◆ **What to work on**
Only the lines from the one that contains "Would you be able to indicate the blue stripe" through the end of the entries, both included, should be transcribed, exactly and without pictures.

#### Records to use

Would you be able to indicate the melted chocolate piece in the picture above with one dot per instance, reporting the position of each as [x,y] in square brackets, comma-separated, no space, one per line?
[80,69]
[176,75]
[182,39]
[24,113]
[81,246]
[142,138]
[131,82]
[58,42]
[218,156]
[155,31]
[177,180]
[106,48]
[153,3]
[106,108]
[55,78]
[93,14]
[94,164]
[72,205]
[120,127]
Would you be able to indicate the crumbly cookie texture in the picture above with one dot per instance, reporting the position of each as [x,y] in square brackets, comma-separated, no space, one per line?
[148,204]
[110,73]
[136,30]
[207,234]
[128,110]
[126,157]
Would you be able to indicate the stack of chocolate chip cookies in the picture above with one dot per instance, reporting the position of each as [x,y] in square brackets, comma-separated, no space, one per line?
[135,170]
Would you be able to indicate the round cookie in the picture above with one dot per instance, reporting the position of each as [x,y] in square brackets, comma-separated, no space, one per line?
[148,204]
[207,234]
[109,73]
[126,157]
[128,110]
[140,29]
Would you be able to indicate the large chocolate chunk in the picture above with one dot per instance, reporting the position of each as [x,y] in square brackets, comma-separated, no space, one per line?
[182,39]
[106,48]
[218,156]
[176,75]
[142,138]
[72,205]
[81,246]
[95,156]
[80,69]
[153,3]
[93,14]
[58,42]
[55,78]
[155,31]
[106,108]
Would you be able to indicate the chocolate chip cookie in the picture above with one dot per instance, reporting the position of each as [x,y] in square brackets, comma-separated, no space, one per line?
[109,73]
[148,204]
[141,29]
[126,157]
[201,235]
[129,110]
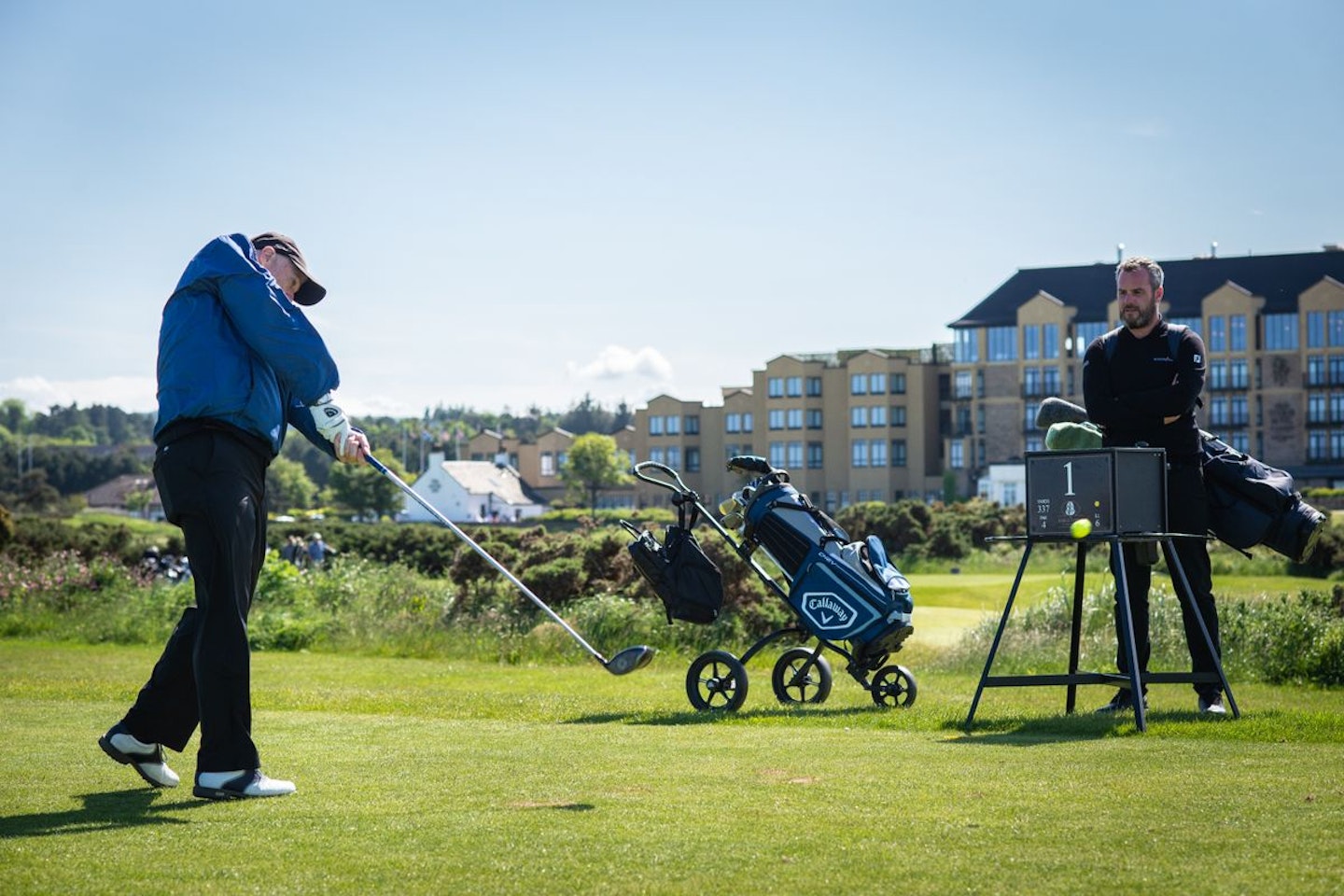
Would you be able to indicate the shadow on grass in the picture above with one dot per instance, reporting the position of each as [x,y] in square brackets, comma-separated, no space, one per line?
[1022,731]
[100,812]
[693,718]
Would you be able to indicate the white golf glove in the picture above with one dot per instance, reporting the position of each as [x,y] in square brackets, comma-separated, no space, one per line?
[330,422]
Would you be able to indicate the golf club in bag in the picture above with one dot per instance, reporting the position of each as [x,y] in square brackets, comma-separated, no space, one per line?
[623,663]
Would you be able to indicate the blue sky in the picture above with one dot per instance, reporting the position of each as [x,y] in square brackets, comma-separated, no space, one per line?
[522,203]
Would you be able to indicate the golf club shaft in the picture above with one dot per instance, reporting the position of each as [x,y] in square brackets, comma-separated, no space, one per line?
[374,462]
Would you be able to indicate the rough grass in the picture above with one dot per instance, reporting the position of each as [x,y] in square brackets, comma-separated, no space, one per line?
[429,777]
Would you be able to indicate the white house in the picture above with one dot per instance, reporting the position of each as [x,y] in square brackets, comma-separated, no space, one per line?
[1005,483]
[472,492]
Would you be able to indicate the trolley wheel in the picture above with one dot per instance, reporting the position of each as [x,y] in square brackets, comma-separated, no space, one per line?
[894,687]
[717,681]
[800,679]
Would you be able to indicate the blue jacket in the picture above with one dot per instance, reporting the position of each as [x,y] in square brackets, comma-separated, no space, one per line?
[234,348]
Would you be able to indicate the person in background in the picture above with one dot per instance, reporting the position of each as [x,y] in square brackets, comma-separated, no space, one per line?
[238,364]
[1140,395]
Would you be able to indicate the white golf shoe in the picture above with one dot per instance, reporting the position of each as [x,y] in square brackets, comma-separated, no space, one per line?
[147,759]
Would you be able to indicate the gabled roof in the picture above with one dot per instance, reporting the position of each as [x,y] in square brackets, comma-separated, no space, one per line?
[483,477]
[1090,287]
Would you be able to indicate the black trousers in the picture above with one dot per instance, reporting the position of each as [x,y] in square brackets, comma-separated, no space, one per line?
[213,485]
[1187,511]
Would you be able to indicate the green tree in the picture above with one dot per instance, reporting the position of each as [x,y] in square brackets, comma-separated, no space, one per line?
[287,486]
[595,464]
[359,489]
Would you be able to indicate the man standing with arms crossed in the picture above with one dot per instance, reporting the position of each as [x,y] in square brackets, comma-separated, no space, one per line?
[1144,394]
[238,364]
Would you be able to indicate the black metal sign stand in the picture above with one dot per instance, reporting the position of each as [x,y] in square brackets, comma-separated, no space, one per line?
[1133,681]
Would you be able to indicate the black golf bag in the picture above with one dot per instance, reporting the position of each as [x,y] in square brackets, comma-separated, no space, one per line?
[687,581]
[1252,503]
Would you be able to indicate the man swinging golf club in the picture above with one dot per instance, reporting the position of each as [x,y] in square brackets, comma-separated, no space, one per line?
[238,364]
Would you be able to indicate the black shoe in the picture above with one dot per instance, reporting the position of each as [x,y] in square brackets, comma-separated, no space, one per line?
[1123,702]
[247,783]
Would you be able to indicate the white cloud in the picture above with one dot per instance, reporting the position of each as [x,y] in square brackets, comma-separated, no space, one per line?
[620,363]
[132,394]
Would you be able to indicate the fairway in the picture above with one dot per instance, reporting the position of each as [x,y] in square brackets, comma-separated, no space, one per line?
[424,777]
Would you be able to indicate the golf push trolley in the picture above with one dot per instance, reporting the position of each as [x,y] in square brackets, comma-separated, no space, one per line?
[847,595]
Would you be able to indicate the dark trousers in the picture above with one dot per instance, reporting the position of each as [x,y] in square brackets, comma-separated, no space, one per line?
[1187,511]
[213,485]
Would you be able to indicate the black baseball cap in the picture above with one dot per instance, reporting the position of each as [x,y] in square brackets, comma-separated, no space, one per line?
[311,292]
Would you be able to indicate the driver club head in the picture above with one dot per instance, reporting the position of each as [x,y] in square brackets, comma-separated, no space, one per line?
[629,660]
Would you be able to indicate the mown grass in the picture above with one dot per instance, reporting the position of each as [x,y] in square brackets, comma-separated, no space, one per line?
[429,777]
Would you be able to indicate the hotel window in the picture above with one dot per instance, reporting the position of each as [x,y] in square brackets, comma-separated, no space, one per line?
[965,347]
[1216,342]
[1002,344]
[1237,332]
[859,453]
[898,452]
[1050,335]
[1031,342]
[1281,332]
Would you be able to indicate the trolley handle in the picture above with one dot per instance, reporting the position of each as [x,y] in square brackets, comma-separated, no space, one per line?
[666,473]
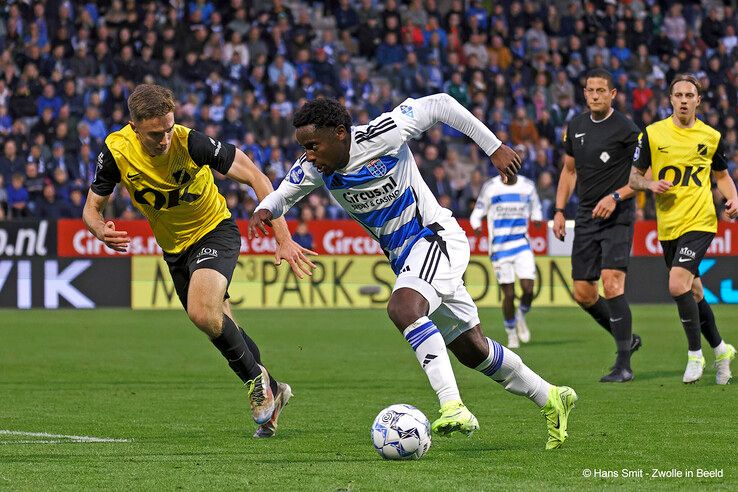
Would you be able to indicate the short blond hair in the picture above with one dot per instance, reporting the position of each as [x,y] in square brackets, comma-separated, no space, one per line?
[686,77]
[150,101]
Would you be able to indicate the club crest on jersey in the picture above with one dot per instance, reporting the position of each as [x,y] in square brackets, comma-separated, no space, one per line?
[296,175]
[377,168]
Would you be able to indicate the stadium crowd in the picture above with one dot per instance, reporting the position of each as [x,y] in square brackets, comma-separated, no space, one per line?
[240,68]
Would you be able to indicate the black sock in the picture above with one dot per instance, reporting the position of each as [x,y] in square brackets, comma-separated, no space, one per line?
[621,324]
[257,356]
[233,347]
[601,313]
[689,315]
[707,324]
[251,345]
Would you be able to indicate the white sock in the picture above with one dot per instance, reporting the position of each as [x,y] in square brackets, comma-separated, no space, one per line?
[508,369]
[720,349]
[694,353]
[430,350]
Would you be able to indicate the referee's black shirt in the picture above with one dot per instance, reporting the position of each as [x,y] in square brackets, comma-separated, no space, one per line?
[603,154]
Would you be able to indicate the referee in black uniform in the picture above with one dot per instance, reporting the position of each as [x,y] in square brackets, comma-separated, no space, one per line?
[599,147]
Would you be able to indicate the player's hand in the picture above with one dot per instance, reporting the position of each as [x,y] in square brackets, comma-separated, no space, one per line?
[604,208]
[294,254]
[116,240]
[731,209]
[559,226]
[259,220]
[660,186]
[506,161]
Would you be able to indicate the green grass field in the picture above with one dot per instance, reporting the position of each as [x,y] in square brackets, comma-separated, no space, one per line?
[151,378]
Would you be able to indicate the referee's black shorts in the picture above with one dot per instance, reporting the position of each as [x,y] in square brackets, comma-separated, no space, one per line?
[217,250]
[602,244]
[687,250]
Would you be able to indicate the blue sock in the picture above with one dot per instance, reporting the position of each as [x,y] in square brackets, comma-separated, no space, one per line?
[507,368]
[430,350]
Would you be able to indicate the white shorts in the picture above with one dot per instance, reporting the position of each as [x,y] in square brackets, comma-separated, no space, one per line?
[439,279]
[522,265]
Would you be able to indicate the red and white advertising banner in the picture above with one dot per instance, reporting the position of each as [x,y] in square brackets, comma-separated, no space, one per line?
[330,237]
[646,240]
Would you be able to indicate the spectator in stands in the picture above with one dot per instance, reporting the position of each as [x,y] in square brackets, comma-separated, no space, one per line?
[3,199]
[18,198]
[10,162]
[522,128]
[48,206]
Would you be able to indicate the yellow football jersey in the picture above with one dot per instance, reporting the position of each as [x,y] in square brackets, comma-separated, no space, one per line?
[686,157]
[174,191]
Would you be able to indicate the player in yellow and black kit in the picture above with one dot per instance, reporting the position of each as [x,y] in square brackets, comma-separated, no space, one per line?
[166,169]
[681,151]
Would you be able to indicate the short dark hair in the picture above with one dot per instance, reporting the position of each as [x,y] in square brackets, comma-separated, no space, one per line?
[686,77]
[150,101]
[601,73]
[323,112]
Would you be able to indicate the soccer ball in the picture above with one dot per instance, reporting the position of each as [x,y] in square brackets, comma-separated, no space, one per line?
[401,432]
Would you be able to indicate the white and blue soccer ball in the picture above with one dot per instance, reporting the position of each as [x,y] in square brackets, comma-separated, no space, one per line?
[401,432]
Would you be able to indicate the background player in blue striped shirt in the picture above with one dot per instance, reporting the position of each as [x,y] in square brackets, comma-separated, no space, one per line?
[508,206]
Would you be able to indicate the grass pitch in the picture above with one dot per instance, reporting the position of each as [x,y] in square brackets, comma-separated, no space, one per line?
[152,379]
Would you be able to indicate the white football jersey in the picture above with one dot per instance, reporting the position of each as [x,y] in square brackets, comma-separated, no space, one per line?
[381,186]
[508,208]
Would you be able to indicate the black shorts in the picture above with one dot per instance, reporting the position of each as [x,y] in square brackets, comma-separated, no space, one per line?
[602,244]
[687,250]
[217,250]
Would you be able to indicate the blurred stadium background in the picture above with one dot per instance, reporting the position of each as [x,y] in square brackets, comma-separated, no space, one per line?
[239,69]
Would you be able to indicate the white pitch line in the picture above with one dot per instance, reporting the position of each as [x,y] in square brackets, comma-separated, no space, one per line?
[60,436]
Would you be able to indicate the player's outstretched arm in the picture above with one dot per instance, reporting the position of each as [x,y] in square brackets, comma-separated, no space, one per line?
[92,215]
[245,171]
[727,188]
[444,108]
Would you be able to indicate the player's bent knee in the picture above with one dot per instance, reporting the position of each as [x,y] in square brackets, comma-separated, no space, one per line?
[405,307]
[584,298]
[207,321]
[471,347]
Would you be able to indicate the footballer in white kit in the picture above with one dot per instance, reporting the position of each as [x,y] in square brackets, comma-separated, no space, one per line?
[508,207]
[371,172]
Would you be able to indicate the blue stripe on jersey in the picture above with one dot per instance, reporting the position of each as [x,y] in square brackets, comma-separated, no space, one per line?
[377,218]
[510,252]
[340,181]
[507,238]
[509,197]
[398,237]
[397,263]
[421,334]
[508,223]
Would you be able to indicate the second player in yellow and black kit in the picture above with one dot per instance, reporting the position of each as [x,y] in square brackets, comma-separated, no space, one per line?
[166,168]
[685,213]
[685,157]
[176,193]
[684,154]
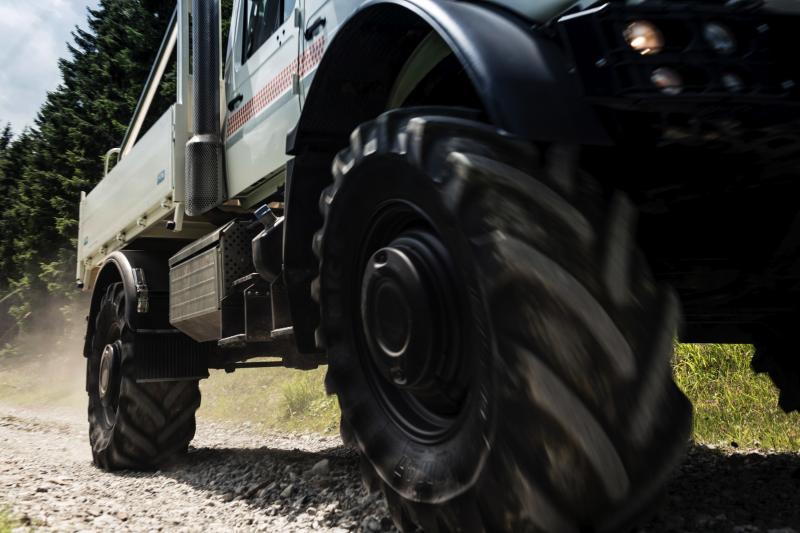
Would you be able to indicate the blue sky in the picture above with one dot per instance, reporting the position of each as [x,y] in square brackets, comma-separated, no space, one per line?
[33,35]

########

◆ **Output for this task**
Would you be able to indicate the blue stripe on jersey in the picture above with one dot per instance, reporting the position of each as [x,y] in square brackets, comma-separated, no space, one per line?
[377,218]
[510,252]
[340,181]
[507,238]
[509,197]
[398,237]
[397,263]
[421,334]
[508,223]
Would you be able to indicate the second player in yellow and black kit in the picture above with one dot per instance, reporting the position of each as [x,y] in square brackets, comma-separated, no space, one per line?
[166,168]
[685,213]
[685,157]
[176,193]
[684,154]
Would you be able to indicate the blue sky in the picture above with one dot per instance, reporting the position of each as [x,y] in square brackets, comma-separated, no space, one per line?
[33,35]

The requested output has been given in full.